- KUTIPAN TERPILIH
================================
GEORGE LUCAKS : Kapitalisme Tahap Akhir
Georg Lukacs mengajarkan
tentang kesadaran kelas dan reifikasi. Ia menolak determinisme ekonomi marxisme
ortodoks dan menekankan peranan kesadaran kelas proletariat sebagai subyek
dialektika sejarah.
Kelas dan Kesadaran Kelas
Proletariat adalah suatu realitas konkrit
yang sering dikatakan sebagai kelas yang dipersiapkan oleh sejarah untuk
mengatasi kaum borjuis. Namun dalam peranannya proletariat memiliki dua cermin
yaitu ia sebagai sistem produksi kapitalis dan sebagai kelas bawah, di mana
proletariat langsung merasakan segi-segi negatif masyarakat borjuis. Maka oleh
karenanya proletariat memiliki kecenderungan objektif untuk memberontak
terhadap masyarakat borjuis.
================================
- ENTRI DATA
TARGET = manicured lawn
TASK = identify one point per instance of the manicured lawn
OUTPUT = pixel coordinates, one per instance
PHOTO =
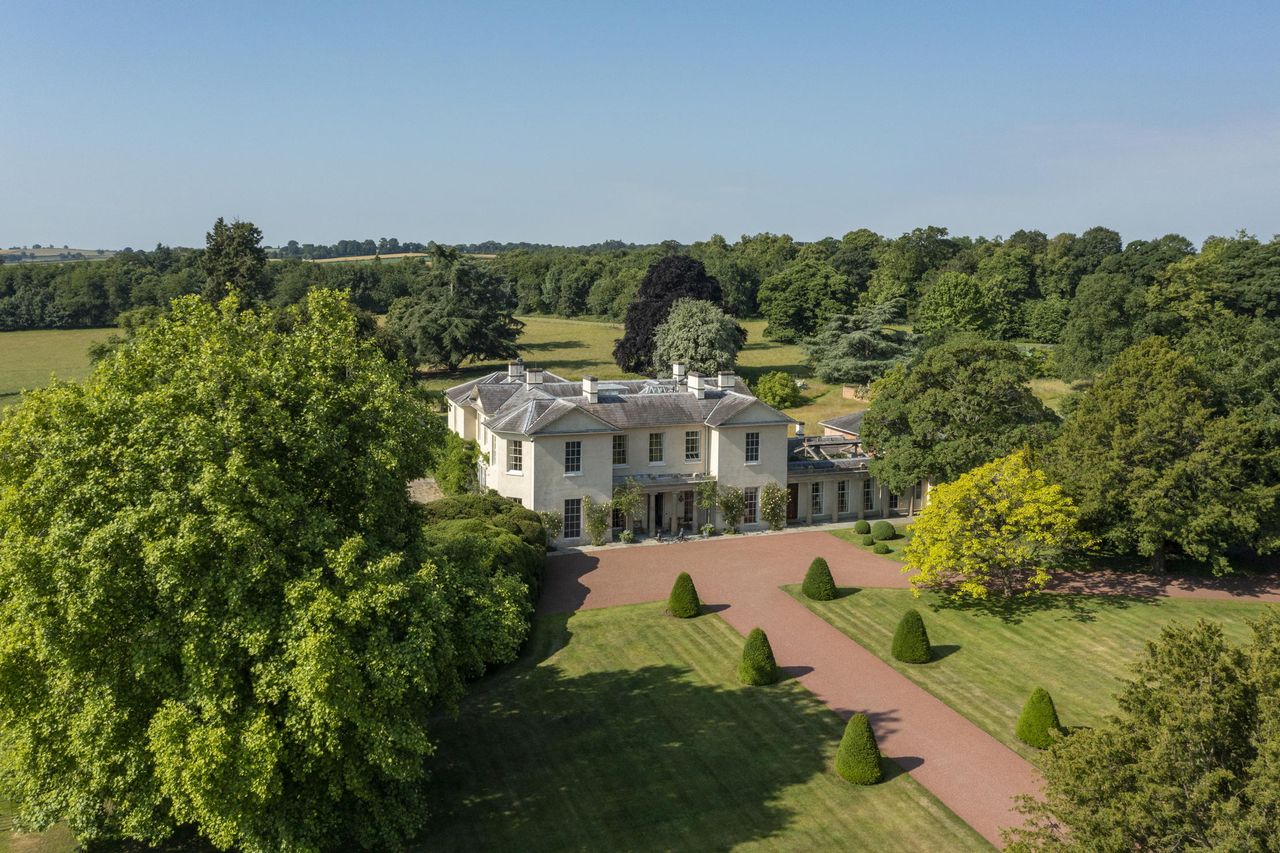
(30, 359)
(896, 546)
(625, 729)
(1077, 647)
================================
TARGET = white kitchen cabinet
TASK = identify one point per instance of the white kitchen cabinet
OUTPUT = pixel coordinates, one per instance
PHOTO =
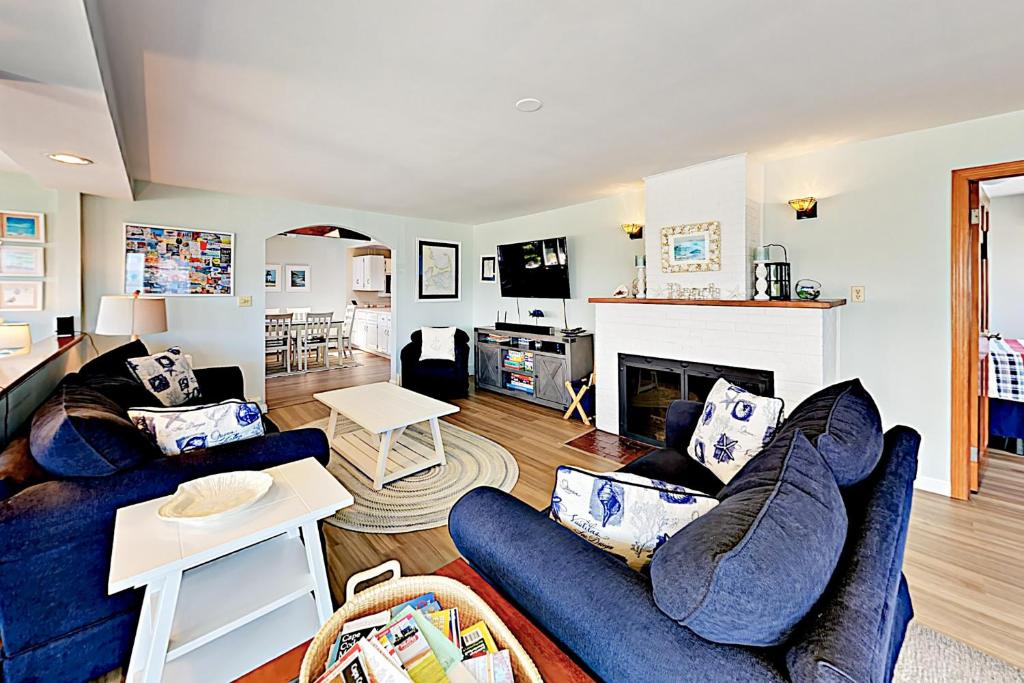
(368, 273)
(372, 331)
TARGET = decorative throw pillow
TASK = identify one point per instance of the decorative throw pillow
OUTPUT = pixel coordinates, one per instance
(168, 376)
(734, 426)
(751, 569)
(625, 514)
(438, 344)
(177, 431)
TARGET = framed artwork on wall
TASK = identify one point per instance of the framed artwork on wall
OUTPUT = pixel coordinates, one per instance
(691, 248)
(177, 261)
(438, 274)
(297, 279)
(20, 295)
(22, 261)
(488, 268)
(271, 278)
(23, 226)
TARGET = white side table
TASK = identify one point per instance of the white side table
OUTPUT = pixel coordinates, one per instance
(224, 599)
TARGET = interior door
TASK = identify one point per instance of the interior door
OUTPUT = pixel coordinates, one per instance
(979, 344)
================================
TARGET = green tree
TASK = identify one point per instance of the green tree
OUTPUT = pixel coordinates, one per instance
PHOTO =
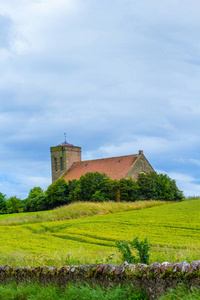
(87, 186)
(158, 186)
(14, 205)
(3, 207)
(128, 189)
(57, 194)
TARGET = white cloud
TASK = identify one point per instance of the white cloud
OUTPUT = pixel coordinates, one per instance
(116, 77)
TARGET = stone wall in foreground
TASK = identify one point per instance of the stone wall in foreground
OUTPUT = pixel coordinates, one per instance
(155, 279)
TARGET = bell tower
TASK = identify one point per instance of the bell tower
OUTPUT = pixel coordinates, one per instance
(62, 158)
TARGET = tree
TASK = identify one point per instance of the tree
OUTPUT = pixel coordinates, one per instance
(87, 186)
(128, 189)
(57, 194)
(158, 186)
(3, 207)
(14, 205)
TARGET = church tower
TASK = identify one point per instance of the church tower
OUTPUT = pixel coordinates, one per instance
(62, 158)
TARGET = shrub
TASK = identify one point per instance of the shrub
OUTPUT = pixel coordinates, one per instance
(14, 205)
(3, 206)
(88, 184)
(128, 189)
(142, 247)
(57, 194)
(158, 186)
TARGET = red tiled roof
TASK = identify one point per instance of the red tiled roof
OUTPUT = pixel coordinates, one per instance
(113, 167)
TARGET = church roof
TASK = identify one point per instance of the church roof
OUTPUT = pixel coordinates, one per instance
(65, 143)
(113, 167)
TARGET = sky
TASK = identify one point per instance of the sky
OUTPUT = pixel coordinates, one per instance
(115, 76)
================================
- TUGAS YANG DIKERJAKAN
Lanjutkan uraian tentang kesadaran kelas proletariat menurut Georg Lukacs, mulai dari sesudah kalimat terakhirnya.

- HASIL JAWABAN
Menurut Lukacs, proletariat adalah subjek
objek identik dengan proses sejarah. Ia adalah subjek pertama dalam sejarah
yang mampu membentuk kesadaran sosial objektif yang sesuai. Ini merupakan suatu
kesatuan antara pengertian tentang realitas sosial dan realitas sosial itu
sendiri. Proletariat selain menjadi objek juga sekaligus menjadi subjek. Di
satu pihak ia berpartisipasi dalam rasionalitas perekonomian kapitalis tetapi
di lain pihak ia merasakan irasionalitasnya. Ia adalah hasil perkembangan
sejarah, perkembangan yang mendukung kapitalisme dan ia juga yang akan
meneruskan sejarah yang secara sadar membongkar masyarakat borjuis dan
menciptakan masyarakat sosialis. Dengan demikian, kesatuan teori dan praxis
tercipta .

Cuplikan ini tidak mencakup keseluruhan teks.